Text provided
───

Ray Cilento shines at Adelaide medical school; national and world health leader but with racist outlook

Ray Cilento with his wife Phyllis, both Adelaide University medical graduates, who impacted Australian health nationally.
(Raphael West) Ray Cilento, a South Australian-born doctor and public health administrator, became an enigmatic actor on the international and national stage, with progressive ideas muddied by extreme outdated racist attitudes.
He was born in the South Australian mid north town of Jamestown in 1893 to Raphael Ambrose Cilento, a stationmaster (whose father Salvatore had emigrated from Naples in 1855), and Frances Ellen Elizabeth West. His younger brother Alan Watson West Cilento became general manager of the Savings Bank of South Australia to 1961-68.
Ray Cilento went to Prince Alfred College but, with early ambitions to study medicine blocked by lack of money, he trained first as an education department school teacher and taught in Port Pirie 1910-11. Cilento eventually entered Adelaide University medical school on borrowed funds but won so many scholarships and prizes he ended his course with a respectable bank balance.
In 1920, he married another Adelaide University medical student Phillis McGlew at St Columba's Church of England, Hawthorn. She became a well-known medical practitioner and medical writer.
Cilento's interests were mainly in public health and, specifically, tropical medicine. He served with the Australian army's New Guinea tropical force that superseded the German administration after World War I. In 1920, he joined the British colonial service and went to in Malaya, accompanied by his wife, after they briefly set up in general practice in the Adelaide suburb of Tranmere.
Back in Australia from 1922-24, Cilento became director of the Australian Institute of Tropical Medicine in Townsville. After another term in New Guinea, he moved to director (1928-34) of the federal government's tropical hygiene division.

───

Data under study

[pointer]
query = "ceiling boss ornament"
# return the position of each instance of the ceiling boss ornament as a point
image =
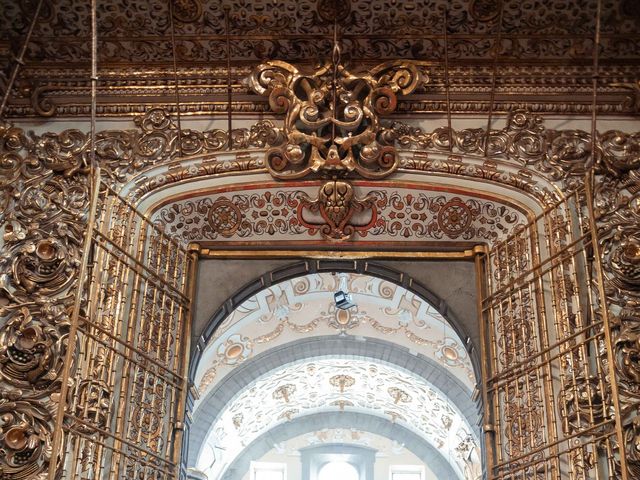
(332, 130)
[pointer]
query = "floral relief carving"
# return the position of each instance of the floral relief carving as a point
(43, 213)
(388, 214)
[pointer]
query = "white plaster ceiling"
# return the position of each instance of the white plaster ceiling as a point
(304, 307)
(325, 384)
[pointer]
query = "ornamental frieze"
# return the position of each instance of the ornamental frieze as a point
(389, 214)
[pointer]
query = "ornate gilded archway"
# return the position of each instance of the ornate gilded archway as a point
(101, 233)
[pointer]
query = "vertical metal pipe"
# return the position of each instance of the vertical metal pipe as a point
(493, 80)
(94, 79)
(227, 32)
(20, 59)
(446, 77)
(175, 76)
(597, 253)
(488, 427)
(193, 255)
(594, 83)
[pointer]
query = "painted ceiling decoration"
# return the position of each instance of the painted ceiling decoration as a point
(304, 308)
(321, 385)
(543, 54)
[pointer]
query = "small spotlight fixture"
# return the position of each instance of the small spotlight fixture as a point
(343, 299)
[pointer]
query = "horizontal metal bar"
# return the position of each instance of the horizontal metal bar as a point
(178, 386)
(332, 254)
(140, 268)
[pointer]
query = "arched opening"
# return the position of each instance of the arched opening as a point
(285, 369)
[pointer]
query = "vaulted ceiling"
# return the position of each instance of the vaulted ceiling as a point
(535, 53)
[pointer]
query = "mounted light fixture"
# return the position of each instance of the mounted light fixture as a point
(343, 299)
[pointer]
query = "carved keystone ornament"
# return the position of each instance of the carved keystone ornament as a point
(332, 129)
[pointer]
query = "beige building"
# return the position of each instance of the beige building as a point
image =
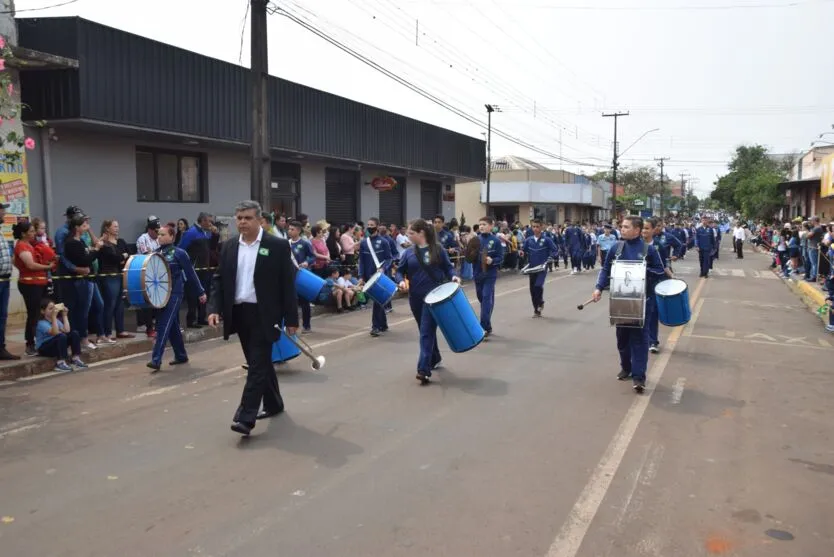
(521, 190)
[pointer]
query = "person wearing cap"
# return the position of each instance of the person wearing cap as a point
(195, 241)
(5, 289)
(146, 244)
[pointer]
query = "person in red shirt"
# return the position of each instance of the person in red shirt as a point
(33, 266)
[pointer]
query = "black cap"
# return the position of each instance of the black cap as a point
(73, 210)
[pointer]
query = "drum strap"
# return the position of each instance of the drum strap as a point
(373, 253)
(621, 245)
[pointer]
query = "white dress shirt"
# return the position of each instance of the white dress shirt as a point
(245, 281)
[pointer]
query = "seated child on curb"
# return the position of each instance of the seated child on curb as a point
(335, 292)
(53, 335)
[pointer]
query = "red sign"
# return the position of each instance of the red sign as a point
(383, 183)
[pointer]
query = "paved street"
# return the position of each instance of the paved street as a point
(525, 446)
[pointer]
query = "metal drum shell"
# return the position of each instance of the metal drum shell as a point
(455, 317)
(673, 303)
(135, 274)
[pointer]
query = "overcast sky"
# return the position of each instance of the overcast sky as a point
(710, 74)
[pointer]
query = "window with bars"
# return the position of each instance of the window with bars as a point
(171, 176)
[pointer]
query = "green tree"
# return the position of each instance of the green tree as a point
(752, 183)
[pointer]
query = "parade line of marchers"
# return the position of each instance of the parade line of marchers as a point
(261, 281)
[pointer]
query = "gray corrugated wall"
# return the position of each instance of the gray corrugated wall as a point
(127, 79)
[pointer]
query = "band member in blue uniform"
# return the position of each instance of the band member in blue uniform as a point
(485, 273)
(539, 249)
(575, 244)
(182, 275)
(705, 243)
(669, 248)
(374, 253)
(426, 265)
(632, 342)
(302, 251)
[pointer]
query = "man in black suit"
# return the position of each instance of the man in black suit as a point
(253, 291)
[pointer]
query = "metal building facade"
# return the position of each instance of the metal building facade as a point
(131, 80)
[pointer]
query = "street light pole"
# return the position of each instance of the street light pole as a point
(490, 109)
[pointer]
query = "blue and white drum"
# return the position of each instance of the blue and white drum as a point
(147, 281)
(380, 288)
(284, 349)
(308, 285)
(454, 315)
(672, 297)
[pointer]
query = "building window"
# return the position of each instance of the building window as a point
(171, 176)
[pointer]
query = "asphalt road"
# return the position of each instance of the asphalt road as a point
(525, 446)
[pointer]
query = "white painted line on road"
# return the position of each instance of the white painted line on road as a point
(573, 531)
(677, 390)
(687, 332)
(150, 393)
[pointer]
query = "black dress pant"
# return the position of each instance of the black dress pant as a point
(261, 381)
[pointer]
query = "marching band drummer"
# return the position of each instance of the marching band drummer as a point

───

Complete the following
A: Write out the Ray Cilento biography again between "He was born" and "Australia to 1961-68.", inclusive, swapping "stationmaster" for "railway clerk".
B: Continue the Ray Cilento biography from its last sentence.

Answers to the tasks
A:
He was born in the South Australian mid north town of Jamestown in 1893 to Raphael Ambrose Cilento, a railway clerk (whose father Salvatore had emigrated from Naples in 1855), and Frances Ellen Elizabeth West. His younger brother Alan Watson West Cilento became general manager of the Savings Bank of South Australia to 1961-68.

B:
In 1934, Cilento was recruited by the Queensland government as director general of health anf medical service to fulfil its aim to create one of the world's first universally free public health systems. Cilento maintained his belief in government-funded health care and, to assist his policymaking, he studied law and was admitted to the Bar in 1939.
As health director-general (until 1945), state medical board president and professor of medicine at Queensland University, Cilento was knighted in 1935, at 42, for contributions to public service and tropical medicine.
He achieved international fame after World War II for work in aiding refugees with the United Nations relief and rehabilitation administration. In 1945, he was the first civilian doctor to enter Belsen concentration camp, after considerable work on malaria control in The Balkans. Cilento was director for refugees and displaced persons 1946-47 and, from 1948, director of disaster relief in Palestine. He resigned in 1950 after expressing sympathy with dispossessed Palestinian refugees.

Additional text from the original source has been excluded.